指示内容:
以下の納骨堂に関する本文から、「納骨堂の歴史については諸説あ」を含む語句で始まる部分を一字一句そのまま書き写し、「発展した理由とされています。」まで書いたところで終えてください。

本文抜粋:
****************************************

納骨堂とは?お墓との違いやメリット、デメリットを解説

お墓

お墓の購入を考えた際、「納骨堂」を候補の1つに考える方もいるでしょう。納骨堂は建物の中などに遺骨を納められる施設で、永代供養が付いている場合が多いです。そこで納骨堂とはどのようなものか、その特徴や種類について説明、同時にメリット・デメリットなども詳しく解説します。

目次
●納骨堂とは
●納骨堂を利用するメリットとデメリット
●納骨堂の種類
●納骨堂の費用相場
●納骨堂を選ぶ場合の注意点
●證大寺の納骨堂
●まとめ

納骨堂とは

納骨堂とは
納骨堂は故人の遺骨を納めることができる施設で、寺の敷地内などに設置されている場合が多いです。首都圏や近畿圏など都市部ならではのものと思われがちですが、北海道や九州地域でも多く見られます。

納骨堂の歴史

納骨堂の歴史については諸説ありますが、奈良時代に起源があるという説があります。豪族など上流階級の人々が建物の中に遺体を安置したことが始まりだったともいわれています。
現在の形に近い納骨堂は、大正から昭和初期の頃に現れたとされています。もともとはお墓を建てるまでの間、一時的に遺骨を預かる場所でした。やがて地域の諸事情に合わせて発展していったと考えられます。たとえば九州では、墓を建てるまでの遺骨の安置場所として納骨堂で「骨預り」をしてもらう習慣があり、ここから納骨堂が発展したといわれています。また北海道では冬は雪で墓が埋もれてしまうため、寺に遺骨を寺院で預けることが多く、開拓で北海道に入植した人もいずれは本州へと戻りたいと考えて寺に骨を預けたことが、納骨堂が発展した理由とされています。

****************************************

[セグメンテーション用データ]
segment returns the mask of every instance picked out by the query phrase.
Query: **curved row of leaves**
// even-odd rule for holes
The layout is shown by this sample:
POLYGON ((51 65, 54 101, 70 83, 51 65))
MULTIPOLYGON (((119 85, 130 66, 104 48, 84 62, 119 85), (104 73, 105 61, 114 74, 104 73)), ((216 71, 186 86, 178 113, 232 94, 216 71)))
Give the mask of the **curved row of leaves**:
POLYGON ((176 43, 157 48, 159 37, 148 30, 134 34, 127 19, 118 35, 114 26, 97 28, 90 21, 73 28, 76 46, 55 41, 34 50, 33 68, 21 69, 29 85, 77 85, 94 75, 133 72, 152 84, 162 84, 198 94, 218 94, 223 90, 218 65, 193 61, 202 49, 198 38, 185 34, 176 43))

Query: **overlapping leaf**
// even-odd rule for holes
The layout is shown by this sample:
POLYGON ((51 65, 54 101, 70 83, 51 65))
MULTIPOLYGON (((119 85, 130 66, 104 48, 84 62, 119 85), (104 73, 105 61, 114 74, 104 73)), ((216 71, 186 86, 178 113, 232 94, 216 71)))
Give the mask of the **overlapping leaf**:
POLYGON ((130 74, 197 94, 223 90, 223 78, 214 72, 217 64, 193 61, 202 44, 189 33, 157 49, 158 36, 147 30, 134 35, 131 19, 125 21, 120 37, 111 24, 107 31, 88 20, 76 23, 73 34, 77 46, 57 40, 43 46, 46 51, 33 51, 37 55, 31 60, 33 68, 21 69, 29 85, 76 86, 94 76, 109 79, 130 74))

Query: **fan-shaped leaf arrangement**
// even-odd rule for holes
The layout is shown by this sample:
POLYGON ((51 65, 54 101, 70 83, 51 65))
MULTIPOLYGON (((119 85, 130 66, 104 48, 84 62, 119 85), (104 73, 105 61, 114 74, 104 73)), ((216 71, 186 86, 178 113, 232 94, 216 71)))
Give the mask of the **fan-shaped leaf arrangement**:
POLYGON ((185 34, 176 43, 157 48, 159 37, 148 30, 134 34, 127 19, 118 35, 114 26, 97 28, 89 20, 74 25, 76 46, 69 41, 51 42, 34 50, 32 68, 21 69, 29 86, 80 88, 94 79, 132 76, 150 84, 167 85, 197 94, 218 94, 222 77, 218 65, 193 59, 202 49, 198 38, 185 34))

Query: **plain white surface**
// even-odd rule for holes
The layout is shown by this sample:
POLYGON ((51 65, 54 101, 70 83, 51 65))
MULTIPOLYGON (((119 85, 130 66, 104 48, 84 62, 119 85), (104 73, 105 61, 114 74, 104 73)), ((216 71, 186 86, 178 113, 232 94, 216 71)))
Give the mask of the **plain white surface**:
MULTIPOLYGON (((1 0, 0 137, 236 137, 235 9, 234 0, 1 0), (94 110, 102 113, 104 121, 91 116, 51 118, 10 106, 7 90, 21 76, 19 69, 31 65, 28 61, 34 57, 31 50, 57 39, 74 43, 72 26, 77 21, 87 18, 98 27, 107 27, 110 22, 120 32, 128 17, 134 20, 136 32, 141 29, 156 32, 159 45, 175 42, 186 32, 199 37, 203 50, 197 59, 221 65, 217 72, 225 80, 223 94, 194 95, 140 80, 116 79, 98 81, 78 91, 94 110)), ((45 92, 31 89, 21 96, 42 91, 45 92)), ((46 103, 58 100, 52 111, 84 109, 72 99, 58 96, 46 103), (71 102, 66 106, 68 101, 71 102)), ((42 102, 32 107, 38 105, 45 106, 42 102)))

****************************************

正解:
納骨堂の歴史については諸説ありますが、奈良時代に起源があるという説があります。豪族など上流階級の人々が建物の中に遺体を安置したことが始まりだったともいわれています。
現在の形に近い納骨堂は、大正から昭和初期の頃に現れたとされています。もともとはお墓を建てるまでの間、一時的に遺骨を預かる場所でした。やがて地域の諸事情に合わせて発展していったと考えられます。たとえば九州では、墓を建てるまでの遺骨の安置場所として納骨堂で「骨預り」をしてもらう習慣があり、ここから納骨堂が発展したといわれています。また北海道では冬は雪で墓が埋もれてしまうため、寺に遺骨を寺院で預けることが多く、開拓で北海道に入植した人もいずれは本州へと戻りたいと考えて寺に骨を預けたことが、納骨堂が発展した理由とされています。